>> start Dataset extract
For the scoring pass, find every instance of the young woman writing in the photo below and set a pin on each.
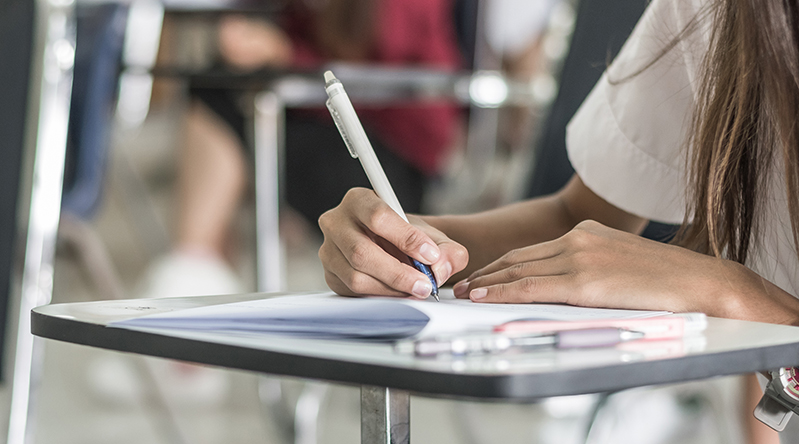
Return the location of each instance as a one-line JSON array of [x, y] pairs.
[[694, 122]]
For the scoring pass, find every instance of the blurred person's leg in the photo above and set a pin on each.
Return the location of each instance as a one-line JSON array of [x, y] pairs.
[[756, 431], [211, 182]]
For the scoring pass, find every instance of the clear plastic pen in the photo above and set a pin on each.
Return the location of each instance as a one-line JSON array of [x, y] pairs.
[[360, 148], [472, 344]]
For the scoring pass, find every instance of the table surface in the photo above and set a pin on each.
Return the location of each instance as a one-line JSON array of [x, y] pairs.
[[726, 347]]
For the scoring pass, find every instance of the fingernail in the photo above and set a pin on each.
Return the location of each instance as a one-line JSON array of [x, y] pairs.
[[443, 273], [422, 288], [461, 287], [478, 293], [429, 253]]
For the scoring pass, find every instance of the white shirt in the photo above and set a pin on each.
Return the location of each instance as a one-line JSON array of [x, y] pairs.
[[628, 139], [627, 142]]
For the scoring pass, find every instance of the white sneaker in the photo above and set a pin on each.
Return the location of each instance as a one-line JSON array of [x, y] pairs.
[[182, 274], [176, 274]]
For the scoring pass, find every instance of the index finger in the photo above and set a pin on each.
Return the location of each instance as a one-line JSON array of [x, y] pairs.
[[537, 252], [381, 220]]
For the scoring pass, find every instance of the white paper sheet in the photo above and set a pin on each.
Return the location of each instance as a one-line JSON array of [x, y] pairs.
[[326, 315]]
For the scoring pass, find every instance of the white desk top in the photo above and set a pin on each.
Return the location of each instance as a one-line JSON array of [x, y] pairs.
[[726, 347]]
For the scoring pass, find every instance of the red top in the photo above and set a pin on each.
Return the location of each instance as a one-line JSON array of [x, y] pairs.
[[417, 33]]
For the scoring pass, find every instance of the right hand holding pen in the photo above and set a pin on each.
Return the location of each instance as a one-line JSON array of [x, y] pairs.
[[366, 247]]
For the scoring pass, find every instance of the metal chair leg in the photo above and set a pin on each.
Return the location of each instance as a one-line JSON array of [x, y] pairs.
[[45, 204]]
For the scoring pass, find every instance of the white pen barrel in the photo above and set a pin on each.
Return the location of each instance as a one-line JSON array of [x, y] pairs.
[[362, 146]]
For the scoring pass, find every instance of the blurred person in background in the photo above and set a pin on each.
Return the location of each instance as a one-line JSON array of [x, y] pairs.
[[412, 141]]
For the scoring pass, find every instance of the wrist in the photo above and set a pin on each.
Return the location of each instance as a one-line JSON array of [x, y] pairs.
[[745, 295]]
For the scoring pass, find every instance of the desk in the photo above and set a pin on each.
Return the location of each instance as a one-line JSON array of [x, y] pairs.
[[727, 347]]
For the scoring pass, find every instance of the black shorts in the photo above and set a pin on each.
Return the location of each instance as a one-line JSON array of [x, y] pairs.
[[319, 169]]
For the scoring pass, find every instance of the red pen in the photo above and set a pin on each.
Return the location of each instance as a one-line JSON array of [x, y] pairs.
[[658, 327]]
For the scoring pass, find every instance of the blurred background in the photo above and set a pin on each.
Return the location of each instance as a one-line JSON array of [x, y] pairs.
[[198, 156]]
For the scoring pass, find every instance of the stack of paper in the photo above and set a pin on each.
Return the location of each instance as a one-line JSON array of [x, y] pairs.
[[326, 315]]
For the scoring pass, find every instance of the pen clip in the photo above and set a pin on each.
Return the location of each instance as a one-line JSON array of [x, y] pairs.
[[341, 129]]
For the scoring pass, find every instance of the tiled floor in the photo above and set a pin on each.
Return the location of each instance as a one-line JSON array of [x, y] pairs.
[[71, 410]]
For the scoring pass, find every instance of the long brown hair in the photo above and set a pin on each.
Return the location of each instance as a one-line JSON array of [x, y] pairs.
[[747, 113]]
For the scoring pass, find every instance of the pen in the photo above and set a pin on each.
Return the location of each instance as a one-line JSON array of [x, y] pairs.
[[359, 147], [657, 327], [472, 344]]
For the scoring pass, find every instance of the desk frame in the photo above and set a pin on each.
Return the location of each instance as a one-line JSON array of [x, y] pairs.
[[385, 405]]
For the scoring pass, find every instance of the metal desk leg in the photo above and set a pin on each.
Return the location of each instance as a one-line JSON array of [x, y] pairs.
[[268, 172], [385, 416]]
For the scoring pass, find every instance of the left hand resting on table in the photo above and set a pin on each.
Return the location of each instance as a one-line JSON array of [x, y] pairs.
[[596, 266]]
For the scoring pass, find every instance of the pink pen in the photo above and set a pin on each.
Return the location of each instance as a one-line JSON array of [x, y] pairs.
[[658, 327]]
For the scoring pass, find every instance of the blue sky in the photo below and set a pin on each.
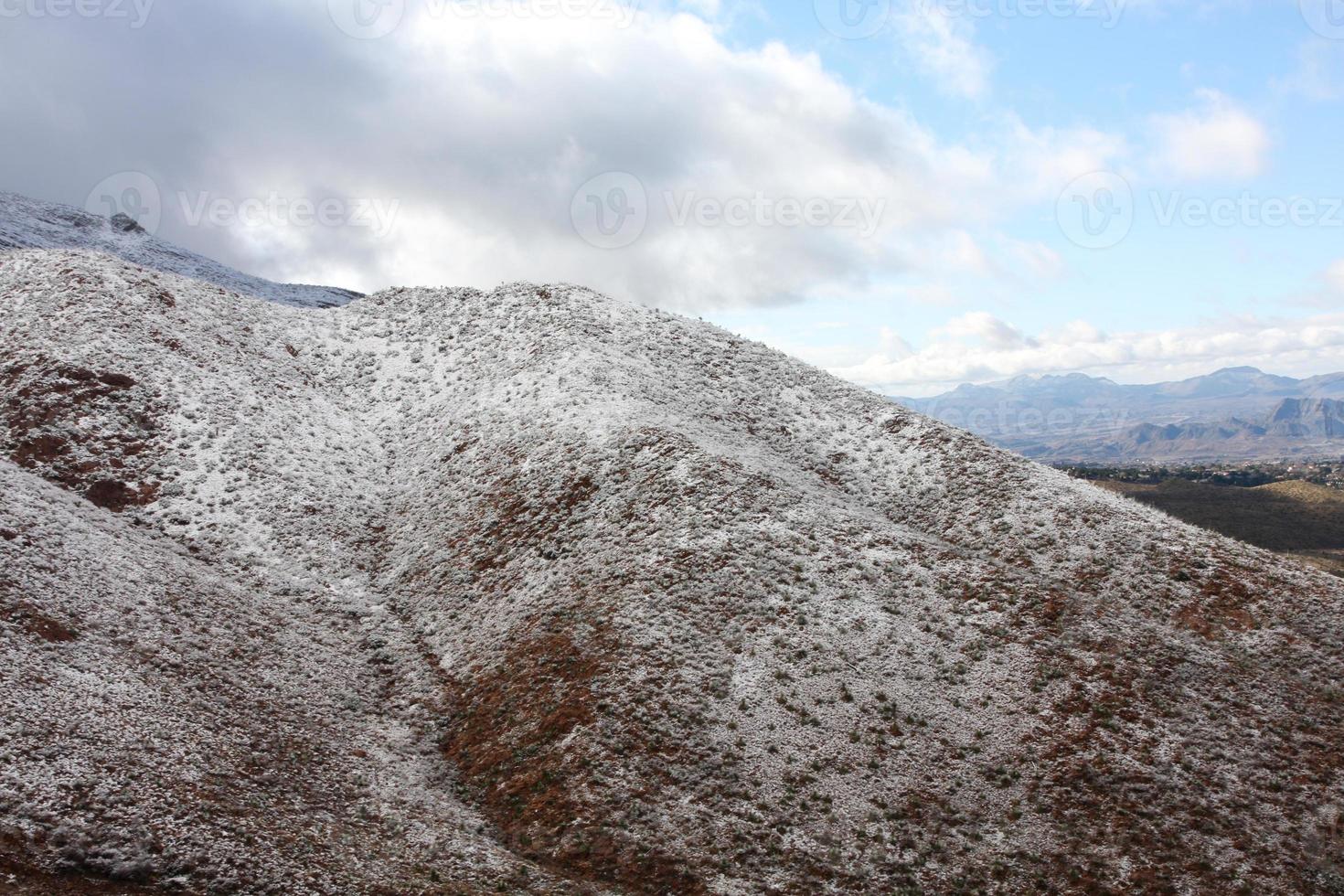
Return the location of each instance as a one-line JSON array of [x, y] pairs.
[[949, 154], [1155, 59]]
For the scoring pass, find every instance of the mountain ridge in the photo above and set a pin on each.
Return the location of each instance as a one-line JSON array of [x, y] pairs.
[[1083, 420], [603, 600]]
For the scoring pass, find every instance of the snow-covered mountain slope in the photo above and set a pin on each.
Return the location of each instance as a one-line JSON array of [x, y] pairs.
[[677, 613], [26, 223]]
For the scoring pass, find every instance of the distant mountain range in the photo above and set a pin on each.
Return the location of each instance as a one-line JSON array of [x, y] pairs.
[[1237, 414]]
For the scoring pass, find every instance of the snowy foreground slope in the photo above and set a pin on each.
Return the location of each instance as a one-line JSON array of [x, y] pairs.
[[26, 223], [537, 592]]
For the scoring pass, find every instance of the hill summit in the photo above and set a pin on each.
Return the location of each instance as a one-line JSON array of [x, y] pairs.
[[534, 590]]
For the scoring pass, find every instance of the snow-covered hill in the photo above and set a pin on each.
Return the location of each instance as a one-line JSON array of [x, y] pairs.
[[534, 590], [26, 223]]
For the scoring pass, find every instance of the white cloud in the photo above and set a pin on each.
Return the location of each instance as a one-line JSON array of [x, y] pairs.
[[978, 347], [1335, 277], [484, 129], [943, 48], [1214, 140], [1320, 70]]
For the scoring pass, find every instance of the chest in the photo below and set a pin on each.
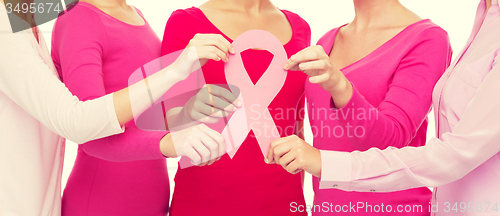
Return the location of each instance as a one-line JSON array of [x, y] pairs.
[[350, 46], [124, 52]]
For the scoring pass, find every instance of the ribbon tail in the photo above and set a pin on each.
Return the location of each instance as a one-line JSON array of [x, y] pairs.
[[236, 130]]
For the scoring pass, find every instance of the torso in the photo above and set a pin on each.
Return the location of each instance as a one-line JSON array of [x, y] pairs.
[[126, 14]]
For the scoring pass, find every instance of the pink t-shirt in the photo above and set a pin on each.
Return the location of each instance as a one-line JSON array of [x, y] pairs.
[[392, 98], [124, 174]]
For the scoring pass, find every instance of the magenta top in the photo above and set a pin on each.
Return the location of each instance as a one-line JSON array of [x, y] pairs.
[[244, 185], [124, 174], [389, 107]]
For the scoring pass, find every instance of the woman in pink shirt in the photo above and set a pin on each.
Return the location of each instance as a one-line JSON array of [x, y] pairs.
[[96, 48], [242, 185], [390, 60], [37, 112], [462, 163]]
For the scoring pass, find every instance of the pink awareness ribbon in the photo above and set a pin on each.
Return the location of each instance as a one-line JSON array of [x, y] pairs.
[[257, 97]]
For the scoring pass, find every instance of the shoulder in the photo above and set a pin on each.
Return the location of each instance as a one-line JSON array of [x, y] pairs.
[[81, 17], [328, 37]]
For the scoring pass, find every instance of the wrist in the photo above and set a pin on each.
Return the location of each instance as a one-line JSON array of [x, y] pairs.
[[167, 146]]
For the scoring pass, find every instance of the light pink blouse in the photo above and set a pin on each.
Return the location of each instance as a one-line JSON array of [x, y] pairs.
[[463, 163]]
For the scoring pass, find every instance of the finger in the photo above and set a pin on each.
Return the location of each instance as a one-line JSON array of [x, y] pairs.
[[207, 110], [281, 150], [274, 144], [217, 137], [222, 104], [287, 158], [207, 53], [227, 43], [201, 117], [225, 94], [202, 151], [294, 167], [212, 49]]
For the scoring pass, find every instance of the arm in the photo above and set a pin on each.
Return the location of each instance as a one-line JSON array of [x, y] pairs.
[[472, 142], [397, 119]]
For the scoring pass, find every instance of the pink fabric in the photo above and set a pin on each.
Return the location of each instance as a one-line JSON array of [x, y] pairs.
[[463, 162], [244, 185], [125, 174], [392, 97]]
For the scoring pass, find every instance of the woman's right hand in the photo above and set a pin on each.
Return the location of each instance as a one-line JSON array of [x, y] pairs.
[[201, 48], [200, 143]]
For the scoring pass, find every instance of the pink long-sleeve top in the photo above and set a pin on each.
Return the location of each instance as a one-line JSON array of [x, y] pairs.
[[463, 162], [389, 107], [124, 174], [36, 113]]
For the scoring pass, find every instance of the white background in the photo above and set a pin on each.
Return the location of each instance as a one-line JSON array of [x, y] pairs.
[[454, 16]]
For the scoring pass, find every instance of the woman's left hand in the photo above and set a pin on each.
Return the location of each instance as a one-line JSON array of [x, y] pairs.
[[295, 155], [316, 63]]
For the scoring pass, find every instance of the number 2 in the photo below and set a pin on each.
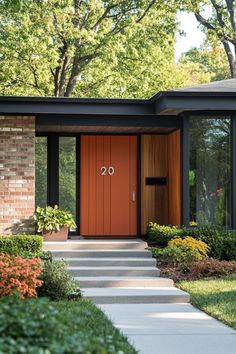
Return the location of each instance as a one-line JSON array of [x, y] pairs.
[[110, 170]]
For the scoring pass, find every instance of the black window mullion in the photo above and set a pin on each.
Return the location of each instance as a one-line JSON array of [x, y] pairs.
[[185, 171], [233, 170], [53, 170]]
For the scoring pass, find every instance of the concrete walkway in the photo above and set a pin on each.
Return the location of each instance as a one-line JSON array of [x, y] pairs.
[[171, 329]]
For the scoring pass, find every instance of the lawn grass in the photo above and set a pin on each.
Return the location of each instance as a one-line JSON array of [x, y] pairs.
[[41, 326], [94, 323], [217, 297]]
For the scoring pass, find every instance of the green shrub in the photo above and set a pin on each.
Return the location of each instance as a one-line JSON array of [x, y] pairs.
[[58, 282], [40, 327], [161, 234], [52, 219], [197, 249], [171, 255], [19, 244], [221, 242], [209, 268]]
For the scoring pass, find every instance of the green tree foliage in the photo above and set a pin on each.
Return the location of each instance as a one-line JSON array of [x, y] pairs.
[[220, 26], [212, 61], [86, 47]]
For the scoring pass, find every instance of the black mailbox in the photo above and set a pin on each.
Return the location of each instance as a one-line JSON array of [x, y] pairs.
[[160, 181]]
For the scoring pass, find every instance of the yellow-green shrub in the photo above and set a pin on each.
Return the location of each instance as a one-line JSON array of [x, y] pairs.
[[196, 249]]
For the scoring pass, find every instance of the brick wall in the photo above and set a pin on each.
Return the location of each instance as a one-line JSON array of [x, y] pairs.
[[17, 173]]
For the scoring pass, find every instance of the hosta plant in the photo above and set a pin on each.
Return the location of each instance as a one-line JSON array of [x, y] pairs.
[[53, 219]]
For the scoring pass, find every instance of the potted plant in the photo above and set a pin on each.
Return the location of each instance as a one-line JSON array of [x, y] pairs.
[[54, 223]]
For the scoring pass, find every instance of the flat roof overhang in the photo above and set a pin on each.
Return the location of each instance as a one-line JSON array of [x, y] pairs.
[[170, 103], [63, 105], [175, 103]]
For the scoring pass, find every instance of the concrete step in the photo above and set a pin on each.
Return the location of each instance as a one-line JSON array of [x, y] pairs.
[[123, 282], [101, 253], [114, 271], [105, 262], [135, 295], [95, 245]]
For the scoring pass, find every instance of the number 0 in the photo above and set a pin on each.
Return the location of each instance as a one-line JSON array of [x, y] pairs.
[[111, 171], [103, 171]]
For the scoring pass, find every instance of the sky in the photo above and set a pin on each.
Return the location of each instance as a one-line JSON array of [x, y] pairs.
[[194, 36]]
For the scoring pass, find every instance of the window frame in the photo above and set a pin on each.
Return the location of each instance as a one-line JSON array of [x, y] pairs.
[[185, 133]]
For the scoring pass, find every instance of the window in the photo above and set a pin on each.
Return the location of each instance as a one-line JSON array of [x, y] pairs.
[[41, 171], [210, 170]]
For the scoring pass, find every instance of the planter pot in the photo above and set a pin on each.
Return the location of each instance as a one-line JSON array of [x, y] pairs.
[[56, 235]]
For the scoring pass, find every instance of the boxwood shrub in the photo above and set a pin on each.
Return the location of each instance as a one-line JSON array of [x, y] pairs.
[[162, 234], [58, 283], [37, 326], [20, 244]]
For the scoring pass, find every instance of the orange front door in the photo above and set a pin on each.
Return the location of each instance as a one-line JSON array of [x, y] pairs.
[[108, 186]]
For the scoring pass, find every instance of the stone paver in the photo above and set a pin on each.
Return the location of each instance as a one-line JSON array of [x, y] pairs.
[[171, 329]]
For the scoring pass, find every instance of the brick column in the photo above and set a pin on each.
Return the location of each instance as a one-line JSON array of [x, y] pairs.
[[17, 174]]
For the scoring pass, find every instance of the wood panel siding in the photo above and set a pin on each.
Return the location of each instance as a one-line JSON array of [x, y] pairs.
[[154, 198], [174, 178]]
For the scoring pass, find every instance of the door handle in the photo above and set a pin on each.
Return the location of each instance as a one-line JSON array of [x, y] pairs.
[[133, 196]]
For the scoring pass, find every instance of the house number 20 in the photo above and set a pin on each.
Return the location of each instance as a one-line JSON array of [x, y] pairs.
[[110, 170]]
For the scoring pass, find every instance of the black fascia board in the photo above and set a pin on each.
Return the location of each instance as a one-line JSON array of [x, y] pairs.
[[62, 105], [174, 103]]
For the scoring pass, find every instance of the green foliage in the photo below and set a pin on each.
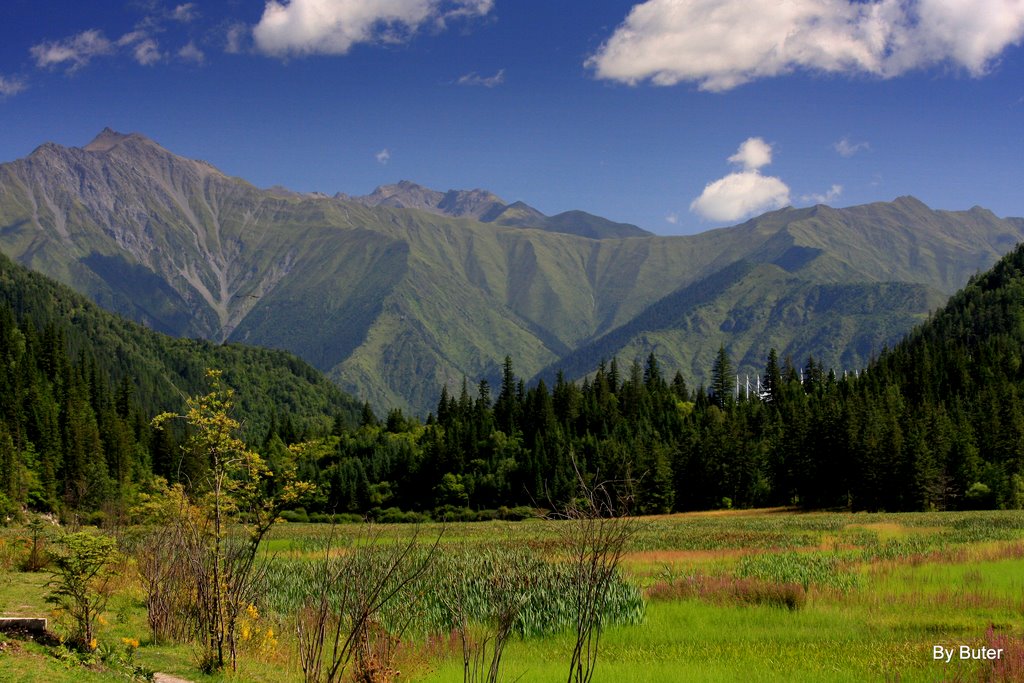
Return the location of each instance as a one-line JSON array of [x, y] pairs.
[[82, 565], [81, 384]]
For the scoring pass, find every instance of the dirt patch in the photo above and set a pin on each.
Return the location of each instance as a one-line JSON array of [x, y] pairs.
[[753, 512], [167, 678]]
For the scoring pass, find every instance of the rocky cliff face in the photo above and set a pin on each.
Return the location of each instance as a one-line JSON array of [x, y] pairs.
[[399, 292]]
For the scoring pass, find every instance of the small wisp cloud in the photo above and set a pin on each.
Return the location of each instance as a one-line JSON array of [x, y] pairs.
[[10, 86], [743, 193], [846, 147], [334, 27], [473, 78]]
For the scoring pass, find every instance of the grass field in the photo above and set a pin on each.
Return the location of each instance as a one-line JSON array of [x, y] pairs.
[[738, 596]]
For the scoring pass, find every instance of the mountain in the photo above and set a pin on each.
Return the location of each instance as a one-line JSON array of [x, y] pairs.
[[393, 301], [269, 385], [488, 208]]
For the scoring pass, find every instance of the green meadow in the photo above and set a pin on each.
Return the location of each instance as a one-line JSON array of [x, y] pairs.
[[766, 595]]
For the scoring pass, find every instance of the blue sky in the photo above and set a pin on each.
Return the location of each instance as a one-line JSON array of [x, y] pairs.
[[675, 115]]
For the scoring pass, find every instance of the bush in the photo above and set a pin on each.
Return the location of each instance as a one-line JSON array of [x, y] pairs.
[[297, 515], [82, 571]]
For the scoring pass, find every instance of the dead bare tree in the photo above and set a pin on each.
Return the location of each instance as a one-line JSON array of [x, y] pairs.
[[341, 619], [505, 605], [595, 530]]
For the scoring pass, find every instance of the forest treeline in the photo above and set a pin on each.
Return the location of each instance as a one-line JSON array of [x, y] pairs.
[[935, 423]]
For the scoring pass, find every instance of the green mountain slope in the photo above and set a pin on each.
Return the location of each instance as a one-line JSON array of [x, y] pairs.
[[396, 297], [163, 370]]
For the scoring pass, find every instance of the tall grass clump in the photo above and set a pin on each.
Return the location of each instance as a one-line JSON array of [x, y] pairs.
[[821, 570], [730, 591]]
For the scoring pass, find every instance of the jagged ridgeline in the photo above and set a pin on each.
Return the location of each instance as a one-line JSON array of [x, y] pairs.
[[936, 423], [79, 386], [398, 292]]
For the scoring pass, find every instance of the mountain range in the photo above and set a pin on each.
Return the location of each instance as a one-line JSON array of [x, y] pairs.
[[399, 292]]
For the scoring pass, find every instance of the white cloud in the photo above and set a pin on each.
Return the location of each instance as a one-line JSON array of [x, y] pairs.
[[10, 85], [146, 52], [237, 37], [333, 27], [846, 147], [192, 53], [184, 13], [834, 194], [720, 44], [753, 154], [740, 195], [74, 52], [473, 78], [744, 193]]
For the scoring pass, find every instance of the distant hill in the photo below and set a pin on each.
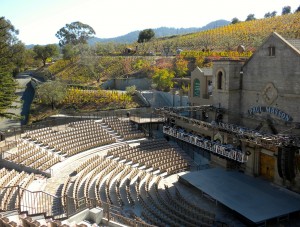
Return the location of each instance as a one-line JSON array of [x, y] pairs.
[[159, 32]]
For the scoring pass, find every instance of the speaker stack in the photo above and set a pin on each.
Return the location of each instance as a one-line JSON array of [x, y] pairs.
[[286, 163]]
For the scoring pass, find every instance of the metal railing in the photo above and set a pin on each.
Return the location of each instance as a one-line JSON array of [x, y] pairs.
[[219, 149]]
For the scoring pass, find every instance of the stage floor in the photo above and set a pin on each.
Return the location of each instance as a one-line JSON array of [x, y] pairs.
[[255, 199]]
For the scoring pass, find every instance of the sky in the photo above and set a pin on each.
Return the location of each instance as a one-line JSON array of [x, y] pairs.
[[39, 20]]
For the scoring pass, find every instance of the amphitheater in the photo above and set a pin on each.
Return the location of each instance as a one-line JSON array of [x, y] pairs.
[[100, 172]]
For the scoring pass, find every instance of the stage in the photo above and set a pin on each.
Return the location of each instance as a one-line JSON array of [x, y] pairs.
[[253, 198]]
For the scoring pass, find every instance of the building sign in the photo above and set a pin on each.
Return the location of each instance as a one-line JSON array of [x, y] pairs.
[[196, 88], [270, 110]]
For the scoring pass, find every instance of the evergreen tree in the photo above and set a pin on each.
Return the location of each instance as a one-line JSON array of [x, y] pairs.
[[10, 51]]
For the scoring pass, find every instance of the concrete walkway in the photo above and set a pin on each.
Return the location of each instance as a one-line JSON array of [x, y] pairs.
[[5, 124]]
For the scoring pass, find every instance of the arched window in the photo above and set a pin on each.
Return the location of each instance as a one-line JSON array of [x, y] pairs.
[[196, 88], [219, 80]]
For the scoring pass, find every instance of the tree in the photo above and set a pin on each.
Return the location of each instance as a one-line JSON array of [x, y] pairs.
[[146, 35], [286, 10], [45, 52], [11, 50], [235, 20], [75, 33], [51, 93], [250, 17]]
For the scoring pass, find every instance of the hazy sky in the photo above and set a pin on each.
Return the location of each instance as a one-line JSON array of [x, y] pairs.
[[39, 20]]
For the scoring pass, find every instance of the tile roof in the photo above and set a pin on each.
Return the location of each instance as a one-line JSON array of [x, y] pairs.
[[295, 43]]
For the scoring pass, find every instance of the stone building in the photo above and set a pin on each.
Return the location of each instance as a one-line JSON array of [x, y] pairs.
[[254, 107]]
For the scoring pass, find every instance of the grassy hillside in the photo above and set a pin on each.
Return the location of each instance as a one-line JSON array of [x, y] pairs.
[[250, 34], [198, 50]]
>> end Dataset extract
What the exercise asks -
Reproduce nothing but the lines from the line containing "For the scoring pass, find every instance of the evergreen" to the last line of the data, each exactly as written.

Problem solution -
For the scoring pass, find every instance of the evergreen tree in the photo above and set a pin on each.
Return the location of each instance as a one-line JSON array of [x, y] pairs.
[[10, 51]]
For the scoring pass, find every instance of the concrete walkway in the photo above and set a pin on each.
Return the location of each instance as a one-line JSON array of [x, y] pairs.
[[5, 124]]
For the scoring pass, find every instance of the arched window in the photo above and set a pin on each.
Return the location of each instance as a one-line JSON array of [x, y] pairs.
[[196, 88], [219, 80]]
For the scoring pass, find every instance of the tree in the photo above and set a pin on each.
Return the location of each instance as a one-line JSON array of [x, y] pairs.
[[146, 35], [286, 10], [45, 52], [11, 50], [235, 20], [75, 33], [51, 93], [250, 17]]
For the scoring pass, find every instance of the hazy sky in the photo above and set a pin on each.
Return the location of each instance as a one-line JSON array of [x, y] pairs.
[[39, 20]]
For the scoring pass, find every instance of the tile roof in the photo above and set a pin on each.
Return the location of each instance as a one-line JSON array of [x, y] pairs.
[[295, 43]]
For the scoring pass, find every instance of the stone building in the photo above and set a pin on each.
Return the location of each instance as a one-line JSON array of [x, y] pairs.
[[254, 107]]
For the scoring pass, find every instance of the grassy hillside in the photo above and set a pin on each.
Return the location of each instance as a one-line JSON array of [x, y] pairs.
[[250, 34], [198, 50]]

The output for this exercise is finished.